[Position annotation records]

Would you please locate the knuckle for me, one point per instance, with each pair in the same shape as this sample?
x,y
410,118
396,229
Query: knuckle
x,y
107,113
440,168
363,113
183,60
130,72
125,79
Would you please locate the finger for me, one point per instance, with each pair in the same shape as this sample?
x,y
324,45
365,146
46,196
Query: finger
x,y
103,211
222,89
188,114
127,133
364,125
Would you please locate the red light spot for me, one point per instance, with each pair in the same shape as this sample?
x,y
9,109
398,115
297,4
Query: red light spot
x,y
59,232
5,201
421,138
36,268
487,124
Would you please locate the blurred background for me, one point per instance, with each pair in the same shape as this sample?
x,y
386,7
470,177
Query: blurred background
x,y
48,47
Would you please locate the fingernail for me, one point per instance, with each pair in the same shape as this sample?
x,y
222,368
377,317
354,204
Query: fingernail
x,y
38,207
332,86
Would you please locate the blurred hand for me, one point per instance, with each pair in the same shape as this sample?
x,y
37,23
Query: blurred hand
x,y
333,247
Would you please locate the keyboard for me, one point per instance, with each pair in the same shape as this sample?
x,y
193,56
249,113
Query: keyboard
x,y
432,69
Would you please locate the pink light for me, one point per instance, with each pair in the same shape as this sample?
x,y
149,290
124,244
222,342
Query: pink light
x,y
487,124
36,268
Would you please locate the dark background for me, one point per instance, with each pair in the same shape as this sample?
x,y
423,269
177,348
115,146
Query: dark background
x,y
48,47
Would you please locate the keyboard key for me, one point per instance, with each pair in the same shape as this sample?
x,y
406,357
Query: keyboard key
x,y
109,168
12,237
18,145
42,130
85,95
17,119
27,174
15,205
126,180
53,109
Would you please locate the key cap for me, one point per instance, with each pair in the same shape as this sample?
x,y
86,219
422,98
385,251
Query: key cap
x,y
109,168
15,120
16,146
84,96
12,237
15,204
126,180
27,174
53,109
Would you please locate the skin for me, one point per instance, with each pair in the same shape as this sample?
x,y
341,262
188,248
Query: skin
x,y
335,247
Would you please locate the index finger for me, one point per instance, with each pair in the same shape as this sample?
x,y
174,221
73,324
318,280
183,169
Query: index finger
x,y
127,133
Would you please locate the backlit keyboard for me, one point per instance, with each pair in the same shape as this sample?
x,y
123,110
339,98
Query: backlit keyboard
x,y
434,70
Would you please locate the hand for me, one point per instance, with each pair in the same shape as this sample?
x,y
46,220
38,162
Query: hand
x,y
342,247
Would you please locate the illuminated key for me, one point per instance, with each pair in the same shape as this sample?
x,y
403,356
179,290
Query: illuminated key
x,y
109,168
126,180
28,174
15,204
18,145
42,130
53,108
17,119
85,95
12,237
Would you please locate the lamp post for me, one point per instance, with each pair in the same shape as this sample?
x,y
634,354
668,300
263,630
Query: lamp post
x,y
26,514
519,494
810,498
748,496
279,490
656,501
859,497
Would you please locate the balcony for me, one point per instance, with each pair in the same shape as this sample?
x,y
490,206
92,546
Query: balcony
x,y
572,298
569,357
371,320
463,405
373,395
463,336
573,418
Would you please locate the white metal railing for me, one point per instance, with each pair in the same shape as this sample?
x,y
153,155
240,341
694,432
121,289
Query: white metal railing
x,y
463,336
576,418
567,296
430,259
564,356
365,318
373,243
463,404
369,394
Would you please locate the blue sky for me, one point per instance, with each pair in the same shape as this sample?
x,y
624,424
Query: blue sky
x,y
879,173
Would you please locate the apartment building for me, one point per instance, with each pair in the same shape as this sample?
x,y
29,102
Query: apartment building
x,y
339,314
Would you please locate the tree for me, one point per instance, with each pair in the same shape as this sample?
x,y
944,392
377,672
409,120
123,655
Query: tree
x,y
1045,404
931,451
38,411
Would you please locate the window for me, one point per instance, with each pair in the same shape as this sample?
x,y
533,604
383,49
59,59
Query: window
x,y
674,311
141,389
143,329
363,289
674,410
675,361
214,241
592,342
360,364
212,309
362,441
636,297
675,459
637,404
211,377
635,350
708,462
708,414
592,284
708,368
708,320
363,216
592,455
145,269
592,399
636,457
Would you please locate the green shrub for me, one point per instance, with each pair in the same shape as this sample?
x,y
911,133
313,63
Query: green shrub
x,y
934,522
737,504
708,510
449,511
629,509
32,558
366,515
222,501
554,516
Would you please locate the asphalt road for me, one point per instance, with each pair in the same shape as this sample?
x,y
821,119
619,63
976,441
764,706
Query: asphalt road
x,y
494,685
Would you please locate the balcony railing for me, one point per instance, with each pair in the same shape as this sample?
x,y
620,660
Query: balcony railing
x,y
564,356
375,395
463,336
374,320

SET TASK:
Please change every "one point per instance" in the listing to "one point for each instance" and give all the lines again with nothing else altered.

TASK OUTPUT:
Would you please locate the knuckle for me, one point for each instance, with each pair in the same shape as this sample?
x,y
410,118
396,229
Query: knuckle
x,y
107,113
440,168
363,113
183,60
130,72
125,79
Would you please locate the finger for me, one point for each instance, with each pair in the same shape as this sample?
x,y
324,45
365,146
46,196
Query: finger
x,y
103,211
222,89
188,114
127,133
364,125
Would you please locate the red light spot for me, one point for each instance, with each pair in the same shape as this sample?
x,y
9,109
398,115
297,4
Query: red light spot
x,y
59,232
5,201
421,138
36,268
487,124
Would you please locate the blurred background for me, one point for each instance, with each pair in the same shape as this sample?
x,y
386,7
470,177
Query: blurred background
x,y
48,47
Would you please locate the fingernail for me, one point for each instance, with each pair in the same shape as this sample?
x,y
222,368
377,317
354,204
Query: fingernail
x,y
38,207
332,86
Would you please locate the blurred hand for me, one point for each instance, with each pair in the same shape as this sample?
x,y
37,23
Query: blurred hand
x,y
333,247
Would you please locate the keyboard for me, one point for each instance, with each pair in the same shape as this sample?
x,y
193,56
249,113
Query: keyboard
x,y
432,69
Would you please locate the pink light for me, one point for each instance, with each pair in the same shape as this sample?
x,y
149,290
124,244
222,342
Query: pink light
x,y
487,124
36,268
Would you please locate the dark background for me, one point for each instance, with each pair in the same shape as this sample?
x,y
423,269
177,348
115,146
Query: dark background
x,y
48,47
Would you please locate the keyboard key for me, one point for each instance, with each pair in the same shape as this sample?
x,y
406,357
Query: keyboard key
x,y
109,168
12,237
18,145
42,130
85,95
17,119
27,174
15,205
126,180
53,109
Would you please locate the key cap for me, one point for each instance, with each pair in the same shape as this sample?
x,y
86,219
422,98
385,251
Query: key cap
x,y
109,168
15,120
16,146
84,96
12,237
15,204
126,180
27,174
53,109
Would you please locate the skin for me, one point for each instance, with each pair in the same shape as this sample?
x,y
341,262
188,248
Query: skin
x,y
335,247
Would you please locate the index finger for me, one point for each instance, with each pair in the same shape as this sample?
x,y
174,221
73,324
318,280
183,169
Query: index finger
x,y
127,133
Would you please locate the backlit keyboard for me, one point for each instance, with each pair in the same shape as this sample?
x,y
123,110
339,98
Query: backlit keyboard
x,y
434,70
Would you please locate the hand for me, one point for each instance, with each pair in the same shape as this sample?
x,y
46,220
38,162
Query: hand
x,y
342,247
Would you please locate the illuminated key for me, one point for each instance, with each pair in the same shape as this sample?
x,y
403,356
179,290
Query: illuminated key
x,y
109,168
126,180
28,174
15,204
18,145
42,130
53,108
17,119
85,95
12,237
Would you please locate the lamp post for me, one point for each instance, with each pair in the same shape as this sample?
x,y
634,354
668,300
263,630
Query: lamp post
x,y
26,514
519,494
810,498
748,496
279,490
656,501
859,497
Would you please locate the balcony for me, one point for each instance, with each pair in the same shape as this sample?
x,y
490,206
92,546
Query: balcony
x,y
572,298
569,357
371,320
463,405
373,395
463,336
573,418
Would you please locate the white metal railing for me, one point for each instance, with each pair in the same shape as this sample?
x,y
153,155
240,341
694,432
121,289
Query: white metal railing
x,y
463,336
576,418
567,296
430,259
564,356
365,318
373,243
463,404
369,394
Would you please locate the blue sky for me, one point for each instance, with each pair in the same shape as this sample?
x,y
624,424
Query: blue sky
x,y
879,173
Would you please locate the apartment building for me, one point for each instance, with each pair in the same shape as this sample?
x,y
29,102
Query: apartment building
x,y
339,314
Would you please locate the tree for me, one point for each instance, with each pair in the same shape as this sample?
x,y
944,392
377,672
409,120
123,655
Query: tree
x,y
1045,404
931,451
38,411
Would you please locate the window for me, one point for each instance, with each pair in the same shape as this sample?
x,y
533,604
383,49
59,59
Query: window
x,y
674,311
141,389
143,329
363,289
674,410
675,361
214,241
592,342
360,364
212,309
362,441
636,297
675,459
637,404
211,377
635,350
708,462
708,414
592,284
708,368
708,320
363,216
592,455
145,269
592,399
636,457
Would you please locate the green shrub for me, one point for each instance, with each pair in the same shape as this sample?
x,y
911,133
313,63
Query: green shrub
x,y
934,522
737,504
708,510
449,511
629,509
32,558
366,515
222,501
554,516
Would you please locate the asphalt road for me, one point for each instance, with each pair in the same shape as this sample?
x,y
821,119
619,63
976,441
764,706
Query: asphalt road
x,y
494,685
Would you please locate the balcony railing for me, one point for each instance, with each pair in the same shape as this sample?
x,y
620,660
Query: balcony railing
x,y
564,356
375,395
463,336
374,320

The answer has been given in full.